__Problem to work on__
From the records below, extract only the lines running from the line with "Target: child's hand" to the line with "each like (311,70).", both lines included, reproducing them exactly.

- Opening Delimiter -

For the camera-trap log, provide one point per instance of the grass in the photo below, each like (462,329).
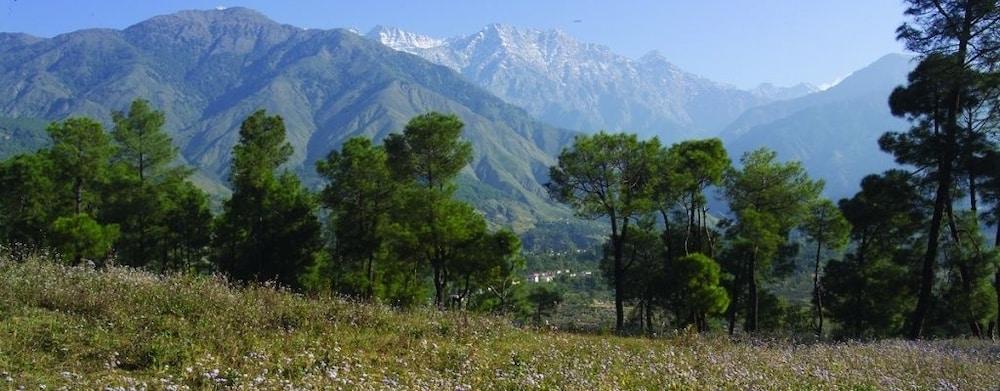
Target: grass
(78,328)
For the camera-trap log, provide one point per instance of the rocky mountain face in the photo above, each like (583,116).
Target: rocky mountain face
(208,70)
(833,132)
(587,86)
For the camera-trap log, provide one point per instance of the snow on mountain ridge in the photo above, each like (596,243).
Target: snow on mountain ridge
(586,86)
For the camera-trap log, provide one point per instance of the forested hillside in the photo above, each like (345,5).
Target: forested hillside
(209,69)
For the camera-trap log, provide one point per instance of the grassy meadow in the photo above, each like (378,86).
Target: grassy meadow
(118,328)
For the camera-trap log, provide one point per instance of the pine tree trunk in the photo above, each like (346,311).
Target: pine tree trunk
(753,299)
(817,295)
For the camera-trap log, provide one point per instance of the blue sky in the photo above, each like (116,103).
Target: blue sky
(742,42)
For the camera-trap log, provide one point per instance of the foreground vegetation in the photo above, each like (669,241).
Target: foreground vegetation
(83,328)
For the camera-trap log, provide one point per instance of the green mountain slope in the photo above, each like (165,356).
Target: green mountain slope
(209,69)
(833,132)
(21,134)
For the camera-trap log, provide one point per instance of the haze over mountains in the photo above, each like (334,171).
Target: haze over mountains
(522,93)
(587,86)
(209,69)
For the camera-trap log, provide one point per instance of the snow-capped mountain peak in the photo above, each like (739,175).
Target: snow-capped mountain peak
(403,40)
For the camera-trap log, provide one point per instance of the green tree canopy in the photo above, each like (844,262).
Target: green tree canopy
(610,176)
(769,198)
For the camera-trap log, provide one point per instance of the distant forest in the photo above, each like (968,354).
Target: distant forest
(907,255)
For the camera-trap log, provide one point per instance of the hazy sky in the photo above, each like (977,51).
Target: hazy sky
(742,42)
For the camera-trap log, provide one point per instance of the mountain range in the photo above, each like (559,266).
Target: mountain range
(209,69)
(522,93)
(586,86)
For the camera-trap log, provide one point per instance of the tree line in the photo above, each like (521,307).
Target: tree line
(393,223)
(917,261)
(905,256)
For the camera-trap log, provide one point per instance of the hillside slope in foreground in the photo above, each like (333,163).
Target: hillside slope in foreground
(86,329)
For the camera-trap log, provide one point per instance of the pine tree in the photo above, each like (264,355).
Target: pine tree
(268,229)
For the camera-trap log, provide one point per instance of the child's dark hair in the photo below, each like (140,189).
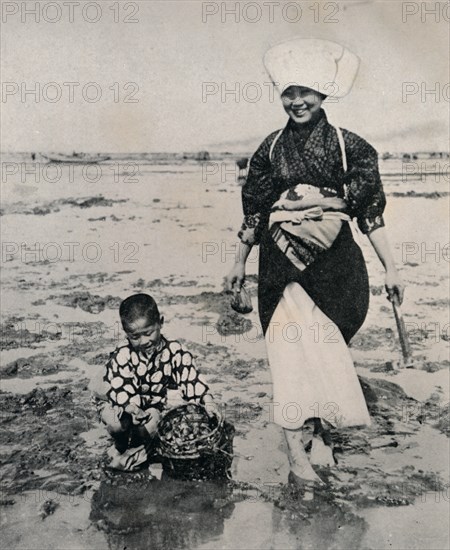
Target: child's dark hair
(139,305)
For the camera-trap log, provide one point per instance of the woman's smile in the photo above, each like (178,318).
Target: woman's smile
(301,104)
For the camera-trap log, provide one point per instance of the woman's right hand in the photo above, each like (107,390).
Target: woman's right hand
(235,279)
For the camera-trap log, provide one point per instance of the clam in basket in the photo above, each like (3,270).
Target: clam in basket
(194,445)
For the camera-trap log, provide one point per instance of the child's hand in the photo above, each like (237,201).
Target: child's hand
(136,412)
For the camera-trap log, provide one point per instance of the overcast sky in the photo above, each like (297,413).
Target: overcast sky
(175,51)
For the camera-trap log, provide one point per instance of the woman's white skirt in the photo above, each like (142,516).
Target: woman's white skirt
(312,370)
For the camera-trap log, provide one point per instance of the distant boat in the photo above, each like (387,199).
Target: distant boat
(75,158)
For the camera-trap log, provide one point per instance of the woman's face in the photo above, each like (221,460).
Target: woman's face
(301,104)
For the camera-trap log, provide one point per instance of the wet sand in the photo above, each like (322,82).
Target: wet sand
(171,234)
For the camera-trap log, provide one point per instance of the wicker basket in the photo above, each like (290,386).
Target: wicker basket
(188,432)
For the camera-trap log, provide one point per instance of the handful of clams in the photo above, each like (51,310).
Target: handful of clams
(187,430)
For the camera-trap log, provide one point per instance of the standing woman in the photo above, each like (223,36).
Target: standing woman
(305,183)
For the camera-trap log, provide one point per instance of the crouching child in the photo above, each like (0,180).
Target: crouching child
(138,375)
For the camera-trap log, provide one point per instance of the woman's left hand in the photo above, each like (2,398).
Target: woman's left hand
(395,287)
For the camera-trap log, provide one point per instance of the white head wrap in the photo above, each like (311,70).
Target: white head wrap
(324,66)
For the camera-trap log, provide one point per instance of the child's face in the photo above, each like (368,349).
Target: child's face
(144,335)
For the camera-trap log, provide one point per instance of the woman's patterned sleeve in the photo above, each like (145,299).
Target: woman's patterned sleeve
(257,193)
(187,376)
(364,191)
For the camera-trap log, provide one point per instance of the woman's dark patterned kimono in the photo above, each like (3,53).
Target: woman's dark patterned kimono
(336,280)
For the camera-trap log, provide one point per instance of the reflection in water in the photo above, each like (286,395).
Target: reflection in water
(161,514)
(139,514)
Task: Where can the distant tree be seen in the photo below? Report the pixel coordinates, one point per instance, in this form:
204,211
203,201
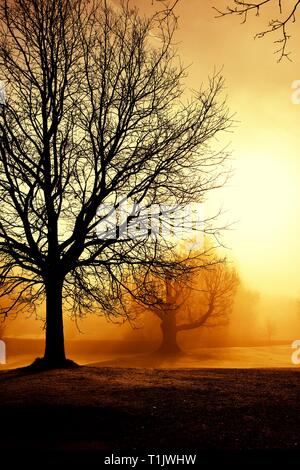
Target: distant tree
287,12
95,109
202,298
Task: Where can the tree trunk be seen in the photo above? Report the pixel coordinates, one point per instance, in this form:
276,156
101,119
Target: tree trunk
169,343
55,348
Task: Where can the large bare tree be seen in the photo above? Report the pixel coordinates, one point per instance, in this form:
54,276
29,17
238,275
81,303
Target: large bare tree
286,15
95,110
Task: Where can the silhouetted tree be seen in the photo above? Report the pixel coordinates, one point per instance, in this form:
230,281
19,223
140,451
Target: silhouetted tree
201,298
95,109
287,12
2,329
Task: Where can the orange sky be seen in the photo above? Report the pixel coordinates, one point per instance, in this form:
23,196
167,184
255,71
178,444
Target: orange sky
264,194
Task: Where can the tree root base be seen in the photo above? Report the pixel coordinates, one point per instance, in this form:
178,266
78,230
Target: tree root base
40,364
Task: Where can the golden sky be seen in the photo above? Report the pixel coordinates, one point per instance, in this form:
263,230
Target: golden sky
264,194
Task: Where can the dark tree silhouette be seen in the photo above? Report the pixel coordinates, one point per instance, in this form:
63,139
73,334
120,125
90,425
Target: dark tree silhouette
95,109
2,329
202,297
287,12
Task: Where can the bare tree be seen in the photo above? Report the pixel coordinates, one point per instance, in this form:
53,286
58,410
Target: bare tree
202,297
95,109
2,329
287,12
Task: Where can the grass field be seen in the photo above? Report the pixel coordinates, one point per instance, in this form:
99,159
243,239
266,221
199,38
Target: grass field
94,409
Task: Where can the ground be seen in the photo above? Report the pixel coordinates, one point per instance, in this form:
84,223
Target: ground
136,410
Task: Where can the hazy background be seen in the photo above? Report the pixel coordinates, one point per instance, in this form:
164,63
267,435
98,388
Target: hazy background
263,196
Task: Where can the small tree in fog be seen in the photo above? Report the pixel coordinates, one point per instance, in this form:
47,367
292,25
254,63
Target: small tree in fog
95,109
202,298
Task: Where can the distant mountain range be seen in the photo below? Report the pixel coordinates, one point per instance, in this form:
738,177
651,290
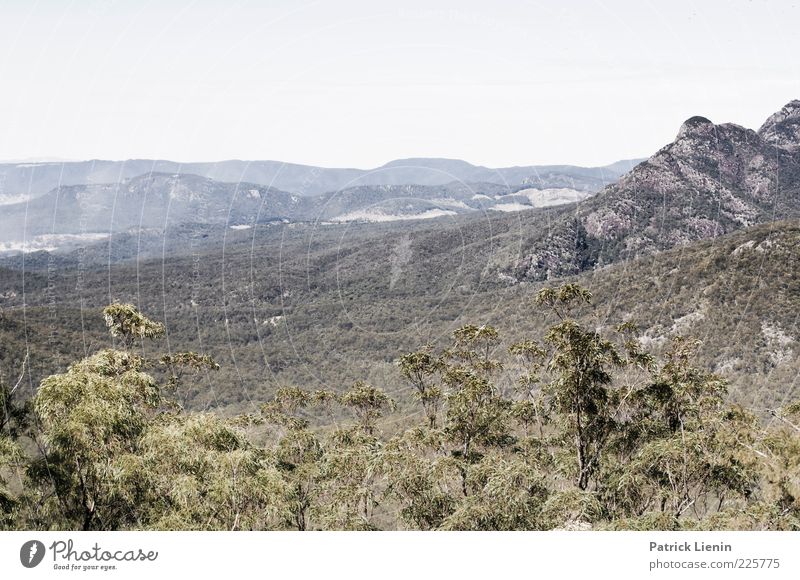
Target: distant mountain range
711,180
33,179
104,202
689,242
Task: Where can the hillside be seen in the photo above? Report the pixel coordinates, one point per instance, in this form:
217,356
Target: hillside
316,306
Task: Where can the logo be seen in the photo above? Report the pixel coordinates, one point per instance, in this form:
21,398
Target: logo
31,553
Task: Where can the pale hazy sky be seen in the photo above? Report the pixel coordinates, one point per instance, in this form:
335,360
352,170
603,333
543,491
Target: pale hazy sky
358,83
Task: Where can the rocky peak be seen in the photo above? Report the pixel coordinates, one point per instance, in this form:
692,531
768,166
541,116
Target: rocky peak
696,126
783,128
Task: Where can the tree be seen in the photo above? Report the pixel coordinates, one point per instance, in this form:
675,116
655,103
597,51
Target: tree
92,418
124,321
419,368
581,364
368,404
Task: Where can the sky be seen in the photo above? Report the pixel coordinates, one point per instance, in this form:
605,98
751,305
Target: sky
359,83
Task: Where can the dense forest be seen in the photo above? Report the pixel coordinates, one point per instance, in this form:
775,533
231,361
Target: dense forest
596,433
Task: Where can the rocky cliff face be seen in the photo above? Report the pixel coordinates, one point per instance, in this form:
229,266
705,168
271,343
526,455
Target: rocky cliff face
711,180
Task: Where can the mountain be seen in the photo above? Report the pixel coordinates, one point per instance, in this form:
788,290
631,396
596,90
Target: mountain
25,180
70,216
711,180
323,306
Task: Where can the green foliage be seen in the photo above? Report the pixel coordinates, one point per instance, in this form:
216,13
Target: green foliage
593,434
124,321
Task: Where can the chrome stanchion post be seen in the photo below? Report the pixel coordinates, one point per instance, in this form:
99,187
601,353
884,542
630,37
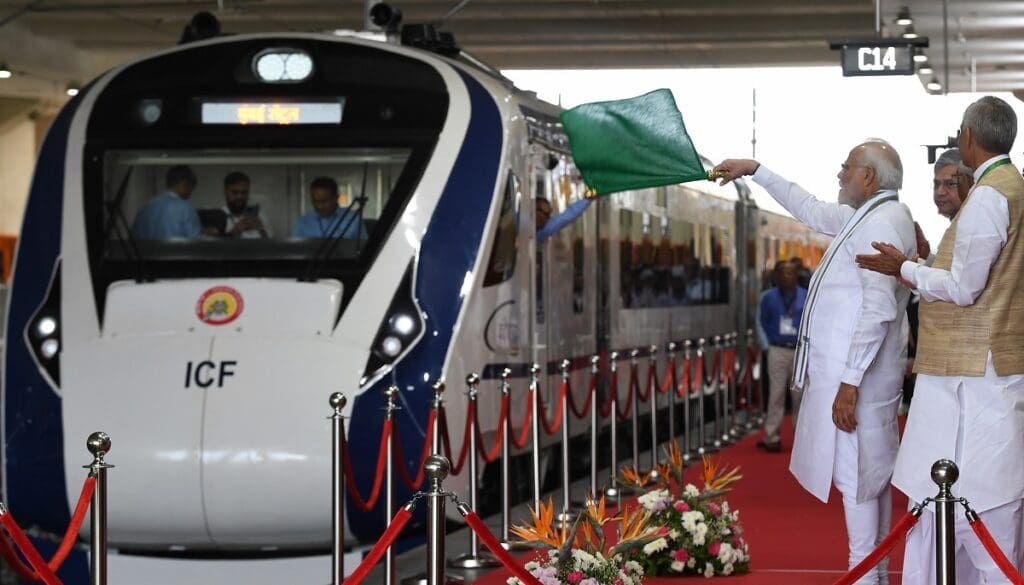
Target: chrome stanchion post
474,558
436,404
595,370
566,515
612,491
716,385
635,421
701,440
391,392
435,468
337,402
535,431
687,363
98,445
756,376
671,373
653,412
945,473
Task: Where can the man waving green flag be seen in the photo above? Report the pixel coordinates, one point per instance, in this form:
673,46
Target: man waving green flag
632,143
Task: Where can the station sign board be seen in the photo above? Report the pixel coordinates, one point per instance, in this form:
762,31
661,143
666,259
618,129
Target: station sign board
878,56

- Closing Delimiter -

__Response below__
Target: child's hand
(136,412)
For the camera-trap log, provide one point per instance of the overcast sky in the photo above, each like (297,413).
Target: overcast sky
(175,51)
For the camera-trap log, provide one point per instance of the woman's white skirt in the photo above, each like (142,516).
Target: woman's white skirt
(312,370)
For the camera-trap log, provide one point per instance of the distant boat in the photo above, each like (387,199).
Target: distant boat
(75,158)
For the camera-trap log, provide one point per instance of the woman's face in the photo above, each like (221,460).
Target: woman's face
(301,104)
For the camera-trap log, provide one point per instance of the wet sand in the photo above, each like (322,82).
Target: wet sand
(171,234)
For the camera-trap log, provide one point per instance of the wicker basket in the photo above, each like (290,386).
Target: wicker basket
(188,432)
For the camera-trap log, provide one point per instance of the handful of clams in the photo above, each like (51,310).
Target: handful of clams
(187,430)
For the camera-trap log, provide one point per instance of the standing woman in the photo above, each like (223,36).
Target: standing woman
(305,183)
For the camera-trap log, provide one point per instance of the crouching child in the photo above, each like (0,180).
Target: crouching child
(138,375)
For the camera-trap log, provide one point per instance of the woman's left hand in the photo above, each like (2,398).
Target: woman's left hand
(395,287)
For the camera-trap log, provide one point per instance of the white head wrap in the photo above, each like (311,70).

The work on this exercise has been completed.